*TASK TO COMPLETE*. Could you copy out, word for word, the stretch from "14. The proposed" through "to the studio)." in the excerpt below on BAS relocation in the 1990-2025 MHz band?

** start of EXCERPT **

It also seeks comment on whether it should maintain the requirement 
that BAS licensees maintain primary status in the 1990-2025 MHz band 
until they are relocated; they decline relocation by a new entrant; or 
the BAS relocation rules sunset on December 13, 2013. Furthermore, the 
Commission seeks comment on what would be the extent and likelihood of 
interference between MSS and BAS, if MSS operators enter the band 
before the completion of the BAS transition. The Commission seeks 
comment on how, if MSS was secondary to BAS in a market, MSS could 
avoid or correct any interference that might occur. Finally, the 
Commission seeks comment on using a market-by-market approach for MSS 
entry to the band as an alternative to modifying the top 30 market 
rule. Under a market-by-market approach, MSS could begin providing 
service, both satellite and ATC, in a market once all BAS operations 
have been relocated, rather than wait until the top 30 market rule is 
satisfied.

B. Legal Basis

    12. The proposed action is taken pursuant to Sections 4(i) and (j) 
of the Communications Act of 1934, as amended, 47 CFR 154(i) and (j), 
and Section 1.3 of the Commission's Rules.

C. Description and Estimate of the Number of Small Entities to Which 
the Proposed Rules Will Apply

    13. The RFA directs agencies to provide a description of and, where 
feasible, an estimate of the number of small entities that may be 
affected by the proposed rules, if adopted.\4\ The RFA generally 
defines the term ``small entity'' as having the same meaning as the 
terms ``small business,'' ``small organization,'' and ``small 
governmental jurisdiction.'' \5\ In addition, the term ``small 
business'' has the same meaning as the term ``small business concern'' 
under the Small Business Act.\6\ A small

[[Page 16825]]

business concern is one which: (1) Is independently owned and operated; 
(2) is not dominant in its field of operation; and (3) satisfies any 
additional criteria established by the SBA.\7\
---------------------------------------------------------------------------

    \4\ 5 U.S.C. 603(b)(3).
    \5\ 5 U.S.C. 601(6).
    \6\ 5 U.S.C. 601(3) (incorporating by reference the definition 
of ``small business concern'' in 15 U.S.C. 632). Pursuant to the 
RFA, the statutory definition of a small business applies ``unless 
an agency, after consultation with the Office of Advocacy of the 
Small Business Administration and after opportunity for public 
comment, establishes one or more definitions of such term which are 
appropriate to the activities of the agency and publishes such 
definition(s) in the Federal Register.'' 5 U.S.C. 601(3).
    \7\ Small Business Act, 15 U.S.C. 632 (1996).
---------------------------------------------------------------------------

    14. The proposed rule modifications may affect the interest of BAS, 
LTTS, and CARS licensees (which we have been referring to throughout 
this document generically as ``BAS''). BAS services involve a variety 
of transmitters, generally used to relay broadcast programming to the 
public (through translator and booster stations) or within the program 
distribution chain (from a remote news gathering unit to the studio). 
The CARS service includes transmitters generally used to relay cable 
programming within cable television system distribution systems. The 
Commission has not developed a definition of small entities applicable 
to Broadcast Auxiliary Service, Local Television Transmission Service 
or Cable Television Relay Service. Therefore, the applicable definition 
of small entity is the definition under the Small Business 
Administration (SBA) rules applicable to radiotelephone companies.

** end of EXCERPT **
** start of DATA LISTING **

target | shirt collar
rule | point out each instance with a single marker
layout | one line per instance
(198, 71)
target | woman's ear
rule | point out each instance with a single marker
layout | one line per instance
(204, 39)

** end of DATA LISTING **

*TASK SOLUTION*.
14. The proposed rule modifications may affect the interest of BAS, 
LTTS, and CARS licensees (which we have been referring to throughout 
this document generically as ``BAS''). BAS services involve a variety 
of transmitters, generally used to relay broadcast programming to the 
public (through translator and booster stations) or within the program 
distribution chain (from a remote news gathering unit to the studio).